### [Exercise prompt]
Without including any pictures, write out all the entries exactly.

[Pointing and labeling entries]
## BEGIN
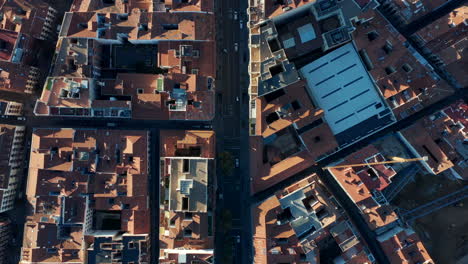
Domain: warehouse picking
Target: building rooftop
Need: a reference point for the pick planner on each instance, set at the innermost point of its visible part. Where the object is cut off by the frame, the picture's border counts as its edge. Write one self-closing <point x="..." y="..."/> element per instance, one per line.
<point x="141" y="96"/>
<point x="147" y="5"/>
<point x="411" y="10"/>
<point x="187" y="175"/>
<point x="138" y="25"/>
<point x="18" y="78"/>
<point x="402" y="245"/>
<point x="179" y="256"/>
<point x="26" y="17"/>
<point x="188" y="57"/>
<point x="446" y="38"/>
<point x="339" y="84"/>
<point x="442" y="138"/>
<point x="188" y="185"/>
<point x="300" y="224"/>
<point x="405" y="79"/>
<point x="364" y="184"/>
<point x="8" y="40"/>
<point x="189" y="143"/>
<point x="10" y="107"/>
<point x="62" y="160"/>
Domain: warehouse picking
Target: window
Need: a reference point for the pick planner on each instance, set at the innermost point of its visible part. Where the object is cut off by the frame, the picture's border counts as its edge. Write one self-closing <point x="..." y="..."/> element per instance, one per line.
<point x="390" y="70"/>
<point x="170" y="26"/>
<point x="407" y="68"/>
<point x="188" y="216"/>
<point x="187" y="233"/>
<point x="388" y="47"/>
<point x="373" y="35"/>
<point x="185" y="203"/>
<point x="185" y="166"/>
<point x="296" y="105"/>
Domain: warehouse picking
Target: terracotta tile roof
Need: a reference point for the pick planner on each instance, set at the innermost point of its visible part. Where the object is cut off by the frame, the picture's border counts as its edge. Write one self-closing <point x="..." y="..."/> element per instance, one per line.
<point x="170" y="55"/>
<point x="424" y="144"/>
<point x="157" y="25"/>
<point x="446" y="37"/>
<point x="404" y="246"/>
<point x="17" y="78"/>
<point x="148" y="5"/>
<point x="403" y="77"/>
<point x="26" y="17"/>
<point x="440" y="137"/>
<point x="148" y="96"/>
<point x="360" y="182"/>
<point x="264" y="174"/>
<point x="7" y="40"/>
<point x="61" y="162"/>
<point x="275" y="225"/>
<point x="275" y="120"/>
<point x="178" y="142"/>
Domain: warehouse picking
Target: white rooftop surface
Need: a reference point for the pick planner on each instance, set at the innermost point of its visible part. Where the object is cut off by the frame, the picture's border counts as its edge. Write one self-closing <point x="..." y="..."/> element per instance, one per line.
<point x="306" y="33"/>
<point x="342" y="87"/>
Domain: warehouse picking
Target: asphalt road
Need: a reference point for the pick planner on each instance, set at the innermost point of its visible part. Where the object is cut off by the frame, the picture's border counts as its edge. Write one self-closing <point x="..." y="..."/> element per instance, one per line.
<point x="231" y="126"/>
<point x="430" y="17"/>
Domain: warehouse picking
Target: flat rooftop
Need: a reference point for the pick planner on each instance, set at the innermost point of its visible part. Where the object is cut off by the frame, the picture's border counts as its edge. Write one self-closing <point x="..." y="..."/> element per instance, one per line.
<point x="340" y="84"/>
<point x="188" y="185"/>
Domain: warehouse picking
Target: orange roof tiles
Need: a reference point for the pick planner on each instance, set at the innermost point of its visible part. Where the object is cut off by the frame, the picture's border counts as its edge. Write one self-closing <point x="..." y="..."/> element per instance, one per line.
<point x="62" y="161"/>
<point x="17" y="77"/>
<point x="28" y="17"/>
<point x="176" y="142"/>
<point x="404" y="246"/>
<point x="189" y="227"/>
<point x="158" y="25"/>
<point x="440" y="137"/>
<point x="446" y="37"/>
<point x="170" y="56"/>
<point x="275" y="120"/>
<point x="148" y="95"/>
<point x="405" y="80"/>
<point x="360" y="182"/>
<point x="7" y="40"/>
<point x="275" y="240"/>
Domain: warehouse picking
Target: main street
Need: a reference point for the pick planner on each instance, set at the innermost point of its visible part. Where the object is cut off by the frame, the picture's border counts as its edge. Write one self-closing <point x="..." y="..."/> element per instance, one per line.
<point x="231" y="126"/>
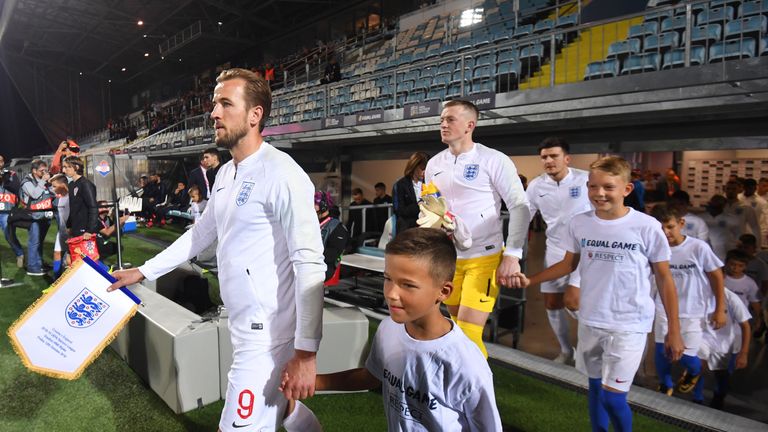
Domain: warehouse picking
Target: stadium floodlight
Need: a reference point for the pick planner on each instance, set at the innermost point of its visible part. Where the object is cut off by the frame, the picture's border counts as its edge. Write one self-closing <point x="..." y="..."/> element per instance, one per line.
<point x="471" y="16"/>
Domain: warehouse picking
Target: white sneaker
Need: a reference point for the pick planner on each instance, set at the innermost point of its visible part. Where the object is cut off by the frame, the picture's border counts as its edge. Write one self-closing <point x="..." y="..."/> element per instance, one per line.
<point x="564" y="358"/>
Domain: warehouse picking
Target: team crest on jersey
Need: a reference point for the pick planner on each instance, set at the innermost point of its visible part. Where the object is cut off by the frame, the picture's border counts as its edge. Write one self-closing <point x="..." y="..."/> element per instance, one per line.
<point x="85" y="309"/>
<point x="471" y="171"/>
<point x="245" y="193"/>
## END
### [Solution to the problem]
Domain: warehouse picking
Target: building rooftop
Need: a reference point for the pick planner on each instance, set at the innermost point of its visible part. Where the object is cut off by the frame, the picture's border counts as its edge. Write one self-closing <point x="..." y="..."/> element per instance, one per line.
<point x="141" y="96"/>
<point x="147" y="5"/>
<point x="411" y="10"/>
<point x="187" y="175"/>
<point x="138" y="25"/>
<point x="18" y="78"/>
<point x="402" y="245"/>
<point x="179" y="256"/>
<point x="26" y="17"/>
<point x="188" y="57"/>
<point x="446" y="38"/>
<point x="339" y="84"/>
<point x="442" y="138"/>
<point x="188" y="185"/>
<point x="300" y="224"/>
<point x="405" y="79"/>
<point x="364" y="184"/>
<point x="8" y="40"/>
<point x="189" y="143"/>
<point x="10" y="107"/>
<point x="62" y="160"/>
Domain: warehouse picking
Target: window
Need: a reference point for the pick planner on each instance, set at the innermost point of its visible part. Where the object is cut off by the frame, the picture's border counts as its edge. Write one self-closing <point x="..." y="..."/> element per instance, one per line.
<point x="390" y="70"/>
<point x="170" y="26"/>
<point x="407" y="68"/>
<point x="188" y="216"/>
<point x="187" y="233"/>
<point x="388" y="47"/>
<point x="373" y="35"/>
<point x="185" y="203"/>
<point x="185" y="166"/>
<point x="296" y="105"/>
Domain: warehouse picking
Target: terracotta tile roof
Need: a reference point for the pick planner on each instance, set at the innermost point of its visible part. Where the object is cut off by the frame, the picture's border counts as its edge. Write one self-closing <point x="..." y="..."/> element per instance, one per line.
<point x="170" y="55"/>
<point x="424" y="144"/>
<point x="157" y="25"/>
<point x="446" y="37"/>
<point x="404" y="246"/>
<point x="17" y="78"/>
<point x="148" y="5"/>
<point x="403" y="77"/>
<point x="26" y="17"/>
<point x="440" y="137"/>
<point x="148" y="96"/>
<point x="360" y="182"/>
<point x="264" y="174"/>
<point x="7" y="40"/>
<point x="61" y="162"/>
<point x="275" y="225"/>
<point x="275" y="120"/>
<point x="178" y="142"/>
Domain: warehouse picking
Target: white rooftop surface
Need: a reference point for the pick planner on each instance, set at the innermost point of its visible part. Where the object is cut off by the frame, the picture's border counts as its edge. Write one self-closing <point x="..." y="..."/> element per instance, one per line.
<point x="306" y="33"/>
<point x="342" y="87"/>
Domain: warehouse picking
Target: asphalt road
Need: a reference point for the pick planner on each instance, set at the innermost point of its visible part. Where the object is cut off by the frame, the picture's border counts as its edge. Write one self-closing <point x="..." y="..."/> element per instance, one per line.
<point x="231" y="126"/>
<point x="430" y="17"/>
Domain: warehouse picking
Target: flat rooftop
Need: a reference point for the pick planner on each instance, set at the innermost point of its visible part. Where the object is cut off by the frame, the picture's border counts as its edge. Write one self-closing <point x="..." y="..."/> element per instance, one per line.
<point x="340" y="84"/>
<point x="188" y="185"/>
Domain: warehouse picking
Target: orange roof tiles
Need: a reference point for the pick planner on each instance, set at the innermost point of its visible part. Where the object is cut off by the frame, the picture's border counts as its edge. Write one self-closing <point x="..." y="..."/> element per instance, one per line.
<point x="62" y="161"/>
<point x="17" y="77"/>
<point x="28" y="17"/>
<point x="176" y="142"/>
<point x="404" y="246"/>
<point x="189" y="227"/>
<point x="158" y="25"/>
<point x="440" y="137"/>
<point x="446" y="37"/>
<point x="170" y="56"/>
<point x="275" y="120"/>
<point x="148" y="95"/>
<point x="405" y="80"/>
<point x="360" y="182"/>
<point x="7" y="40"/>
<point x="275" y="240"/>
Domain: warehouse picking
Target: main street
Need: a reference point for the pick planner on each instance, set at the innermost point of its visible part. Where the object is cut off by the frame, the picture's border counts as its edge. Write one self-closing <point x="..." y="..."/> element per instance, one per line.
<point x="231" y="126"/>
Domain: warehouse picking
Target: stadium floodlight
Need: a reference point for the pick planner on each instance, set at the innermost point of its visible part. Where the object is cut off by the frame, the picture's border counts as its edge. Write one self-closing <point x="..." y="..."/> element per instance, one per line.
<point x="471" y="16"/>
Domain: warehouse picking
Target: white sneaker
Need: a reference point for the pick planner on each instance, set at the innermost point of its visible part. Where the object is cut off by the frame, the picture's border counts as its edge. Write one self-closing <point x="..." y="..."/> element per instance, one per line.
<point x="564" y="358"/>
Domain: warehouse picking
Target: team crest on jersey
Need: a reference point for the pick planner on each instance, set at the innermost point of its visible part. Where the object is cut off by the frame, the picture's border counts as its edge. Write one self-closing <point x="..." y="..."/> element per instance, one per line.
<point x="85" y="309"/>
<point x="471" y="171"/>
<point x="245" y="193"/>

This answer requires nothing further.